▶ ZIEL 1: Gib aus dem folgenden Auszug über den Libyen-Einsatz alles von "Zwar erheben alle" bis hinunter zu "einem politischen Prozess öffnet." wortgetreu wieder.

▶ AUSZUG:
Nato-Generalsekretär Anders Fogh Rasmussen behauptete, der Artikel zeige die Einigkeit im Libyen-Einsatz. "Die Nato ist absolut entschlossen, die Operationen fortzuführen, solange die Bedrohung für die Menschen in Libyen anhält", sagte er. Die Gefahr für die Zivilisten werde andauern, solange Gaddafi an der Macht ist.

Der französische Verteidigungsminister Gérard Longuet stellte indes im Fernsehsender LCI klar, dass die Absichten von Washington, Paris und London über die UN-Resolution hinausgehen. Auch wenn Länder wie China und Russland nichts unternehmen wollten, sei das Ziel klar, sagte der Minister: "Die Menschen in Tripolis dazu zu bringen, sich von Gaddafi abzuwenden."

Russlands Außenminister Sergej Lawrow übte scharfe Kritik an dem Beitrag, da die Forderung nach einem Rücktritt Gaddafis über das UN-Mandat hinausgehe. "Der UN-Sicherheitsrat hat keinerlei Handlungen zum Zweck der Veränderung des Regimes in Libyen erlaubt", warnte Lawrow in Berlin. "Ich habe unsere Partner in der Nato aufgefordert, sich strikt und verantwortungsvoll an das Mandat des UN-Sicherheitsrates zu halten."

Zwar erheben alle Nato-Partner gemeinsam die Forderung nach einem "politischen Prozess". Allerdings verbinden sie damit offenbar grundsätzlich unterschiedliche Überlegungen. Während die Bundesregierung bezweifelt, dass der libysche Diktator mit Waffengewalt aus dem Amt getrieben werden kann, und sich dem Einsatz verweigert, glauben die USA, Frankreich und Großbritannien, dass erst der Abgang Gaddafis den Weg zu einem politischen Prozess öffnet.

"Weder Europa noch die Region oder die Welt können sich einen neuen sicheren Hafen für Extremisten erlauben", warnten sie. Gleichzeitig traten Obama, Sarkozy und Cameron dem Eindruck entgegen, Libyen solle ein demokratisches System von außen über gestülpt werden. "Es werden die Menschen in Libyen sein, nicht die UN, die eine neue Verfassung bestimmen, eine neue Führung wählen und das nächste Kapitel ihrer Geschichte schreiben", betonten sie.

Davon wenig beeindruckt ließ sich Gaddafi in Tripolis feiern. Das Staatsfernsehen zeigte, wie er mit Schlapphut und Sonnenbrille in einem Autokonvoi durch die Straßen fuhr.

Die Bemühungen der Allianz drohen allerdings womöglich an fehlenden Ressourcen zu scheitern: Die Washington Post berichtete, dass der Nato die Munition ausgehe. Dem Militärbündnis fehlten allmählich Präzisionsbomben und andere Munition, schrieb das Blatt unter Berufung auf Nato- und US-Vertreter. Dies und die begrenzte Zahl von Flugzeugen lasse in Washington die Zweifel wachsen, ob sich die USA weiter zurückhalten könnten. Die USA hatten in der vergangenen Woche das Kommando über den Libyen-Einsatz der Nato übergeben und 50 Flugzeuge abgezogen.

▶ ZIEL 2: Schreib sämtliche Einträge unten Zeile für Zeile unverändert ab. Die Bilder lässt du dabei weg.

▶ ÜBUNGSEINGABE:

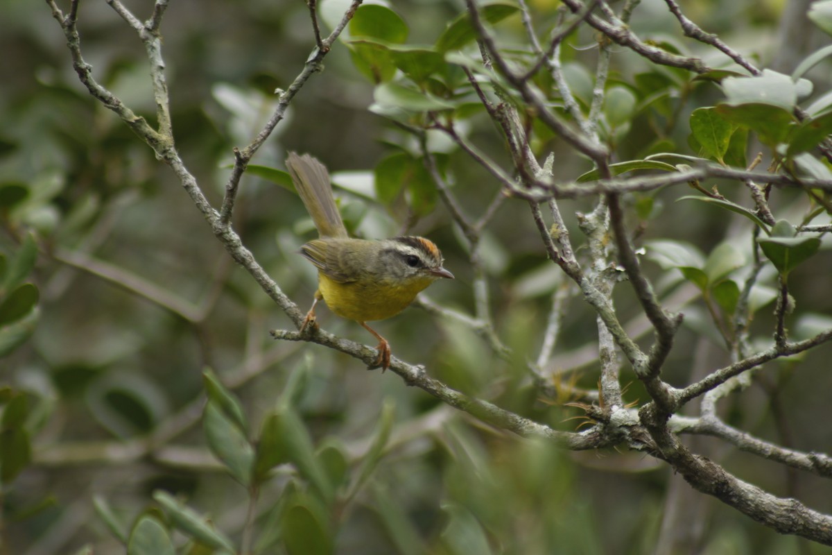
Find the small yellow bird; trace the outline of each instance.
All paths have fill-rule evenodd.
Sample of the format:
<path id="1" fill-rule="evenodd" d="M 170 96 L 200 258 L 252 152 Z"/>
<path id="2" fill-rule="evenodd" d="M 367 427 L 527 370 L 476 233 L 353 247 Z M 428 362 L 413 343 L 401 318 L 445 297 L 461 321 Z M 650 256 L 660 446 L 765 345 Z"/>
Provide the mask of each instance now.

▶ RICHTIGE ANTWORT 1:
Zwar erheben alle Nato-Partner gemeinsam die Forderung nach einem "politischen Prozess". Allerdings verbinden sie damit offenbar grundsätzlich unterschiedliche Überlegungen. Während die Bundesregierung bezweifelt, dass der libysche Diktator mit Waffengewalt aus dem Amt getrieben werden kann, und sich dem Einsatz verweigert, glauben die USA, Frankreich und Großbritannien, dass erst der Abgang Gaddafis den Weg zu einem politischen Prozess öffnet.

▶ RICHTIGE ANTWORT 2:
Find the small yellow bird; trace the outline of each instance.
All paths have fill-rule evenodd.
Sample of the format:
<path id="1" fill-rule="evenodd" d="M 170 96 L 200 258 L 252 152 Z"/>
<path id="2" fill-rule="evenodd" d="M 367 427 L 527 370 L 476 233 L 353 247 Z M 428 362 L 413 343 L 401 318 L 445 297 L 461 321 Z M 650 256 L 660 446 L 765 345 Z"/>
Provide the mask of each instance now.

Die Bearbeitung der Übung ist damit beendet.